WHAT TO WORK ON =
Repeat the following text on camera placement and cinematography in full, word for word.

# Start of ARTICLE

The Camera is an Eye

Inspiring and intriguing post about directing and cinematography by David Allison at Creative Cow:

One bright day in the spring of my career, I had the good fortune to learn the most important lesson any cinematographer (videographer, cameraman, shooter) can learn. As with any nugget of bona fide genius, it took a long time for the lesson to sink in, take root, and grow into true understanding. This is ironic; since the correlating tendency of such ‘nuggets’ is that they are exceedingly simple.

I was in a Director’s Class with the approachable and jocular, Michael Pressman, when he suddenly threw his arms wide and asked, “If you had one shot to capture this class, what would it be? Where would you place the camera?”

Got that? — You are assigned to record the scene of a teacher speaking to a classroom full of students and you are given ONE SHOT to tell that story. What would your answer be? As for me and my classmates, we could only toss out a few, uninspired offerings: “up high near the door?” / “outside, through the window?” / “straight down from the ceiling?” (The question marks reflect the abject uncertainty with which these suggestions were delivered.)

# End of ARTICLE
# Start of INFORMATION SUPPLIED

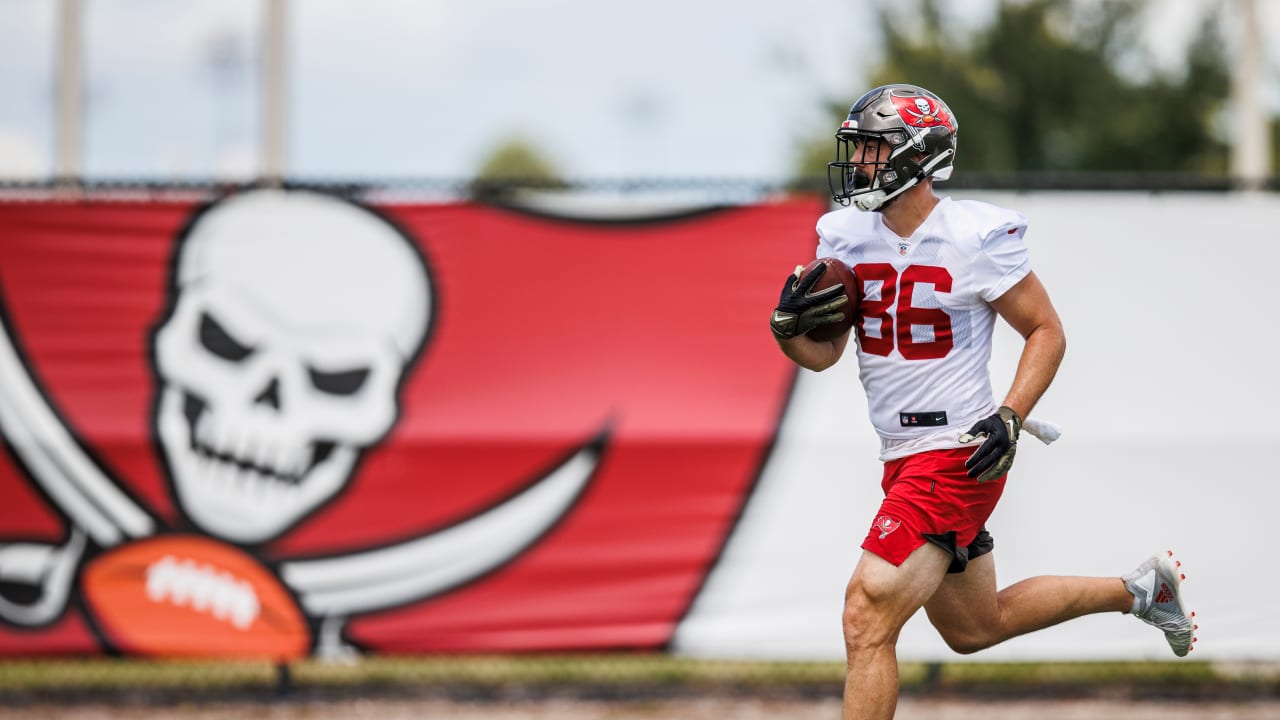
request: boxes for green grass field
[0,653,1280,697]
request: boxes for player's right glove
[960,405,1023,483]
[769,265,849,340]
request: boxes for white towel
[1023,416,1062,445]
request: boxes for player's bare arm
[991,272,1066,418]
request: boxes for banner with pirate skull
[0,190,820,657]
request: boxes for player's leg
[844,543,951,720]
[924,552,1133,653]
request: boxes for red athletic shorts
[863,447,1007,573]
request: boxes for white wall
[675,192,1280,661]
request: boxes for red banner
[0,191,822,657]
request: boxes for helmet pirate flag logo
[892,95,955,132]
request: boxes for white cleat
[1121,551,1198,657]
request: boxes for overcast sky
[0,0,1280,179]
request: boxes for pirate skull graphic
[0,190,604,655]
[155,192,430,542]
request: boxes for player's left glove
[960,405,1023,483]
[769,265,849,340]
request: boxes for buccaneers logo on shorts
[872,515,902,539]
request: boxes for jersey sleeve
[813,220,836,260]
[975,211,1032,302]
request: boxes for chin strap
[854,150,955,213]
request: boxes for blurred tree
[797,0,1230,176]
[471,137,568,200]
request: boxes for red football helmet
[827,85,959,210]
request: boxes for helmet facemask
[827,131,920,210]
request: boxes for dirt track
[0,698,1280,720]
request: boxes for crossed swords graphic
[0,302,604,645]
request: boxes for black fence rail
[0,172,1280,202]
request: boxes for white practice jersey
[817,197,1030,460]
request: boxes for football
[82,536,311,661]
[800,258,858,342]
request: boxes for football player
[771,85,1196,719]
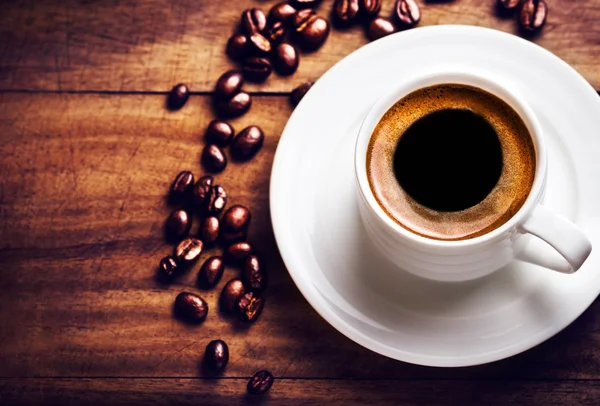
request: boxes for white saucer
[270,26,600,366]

# End of INFORMATION SUPPLIED
# Start of INFORMATION SUPPLIED

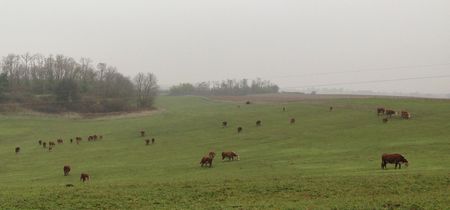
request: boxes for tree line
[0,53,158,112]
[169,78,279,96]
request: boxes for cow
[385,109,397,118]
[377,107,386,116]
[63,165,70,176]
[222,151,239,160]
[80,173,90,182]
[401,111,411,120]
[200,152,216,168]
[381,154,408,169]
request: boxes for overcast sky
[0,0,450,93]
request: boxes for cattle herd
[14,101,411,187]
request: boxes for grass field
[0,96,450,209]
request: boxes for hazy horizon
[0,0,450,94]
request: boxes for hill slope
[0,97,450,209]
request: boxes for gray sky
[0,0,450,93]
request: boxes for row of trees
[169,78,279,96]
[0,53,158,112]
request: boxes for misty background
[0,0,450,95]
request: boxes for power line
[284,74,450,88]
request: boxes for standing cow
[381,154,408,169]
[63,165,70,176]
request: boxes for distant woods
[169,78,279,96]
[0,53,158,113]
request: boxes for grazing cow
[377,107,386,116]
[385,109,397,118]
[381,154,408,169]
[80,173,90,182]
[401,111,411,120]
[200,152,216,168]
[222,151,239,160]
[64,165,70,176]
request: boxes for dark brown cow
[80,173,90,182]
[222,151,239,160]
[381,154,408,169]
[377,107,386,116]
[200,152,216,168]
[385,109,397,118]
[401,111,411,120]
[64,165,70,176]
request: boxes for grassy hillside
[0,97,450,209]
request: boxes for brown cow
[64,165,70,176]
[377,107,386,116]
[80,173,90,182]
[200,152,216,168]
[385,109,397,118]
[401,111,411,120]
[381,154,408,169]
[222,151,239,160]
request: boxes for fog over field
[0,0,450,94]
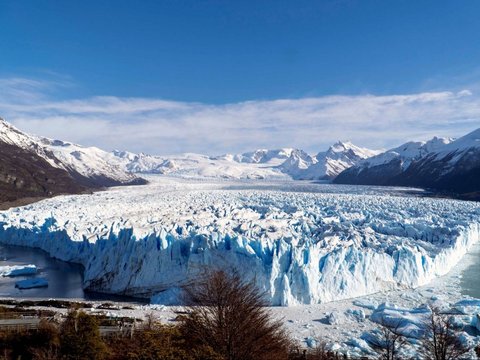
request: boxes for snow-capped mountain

# End of INFORMATION SUPPLIED
# Start of INFORMATION SUPPLIED

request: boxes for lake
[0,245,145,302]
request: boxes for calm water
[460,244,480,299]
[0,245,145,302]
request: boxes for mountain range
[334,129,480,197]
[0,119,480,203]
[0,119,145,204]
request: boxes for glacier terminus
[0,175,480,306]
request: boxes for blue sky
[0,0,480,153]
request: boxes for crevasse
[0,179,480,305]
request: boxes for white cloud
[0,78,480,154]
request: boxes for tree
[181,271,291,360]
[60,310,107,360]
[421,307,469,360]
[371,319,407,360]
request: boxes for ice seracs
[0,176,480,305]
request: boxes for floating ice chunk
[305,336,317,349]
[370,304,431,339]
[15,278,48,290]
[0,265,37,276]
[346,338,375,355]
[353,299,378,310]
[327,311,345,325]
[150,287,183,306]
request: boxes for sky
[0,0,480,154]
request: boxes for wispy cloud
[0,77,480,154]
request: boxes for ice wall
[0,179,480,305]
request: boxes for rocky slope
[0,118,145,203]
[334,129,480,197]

# End of INFORMATION SUPPLIED

EXERCISE RESPONSE =
The Camera is an Eye

Inspiring and intriguing post about directing and cinematography by David Allison at Creative Cow:

One bright day in the spring of my career, I had the good fortune to learn the most important lesson any cinematographer (videographer, cameraman, shooter) can learn. As with any nugget of bona fide genius, it took a long time for the lesson to sink in, take root, and grow into true understanding. This is ironic; since the correlating tendency of such ‘nuggets’ is that they are exceedingly simple.

I was in a Director’s Class with the approachable and jocular, Michael Pressman, when he suddenly threw his arms wide and asked, “If you had one shot to capture this class, what would it be? Where would you place the camera?”

Got that? — You are assigned to record the scene of a teacher speaking to a classroom full of students and you are given ONE SHOT to tell that story. What would your answer be? As for me and my classmates, we could only toss out a few, uninspired offerings: “up high near the door?” / “outside, through the window?” / “straight down from the ceiling?” (The question marks reflect the abject uncertainty with which these suggestions were delivered.)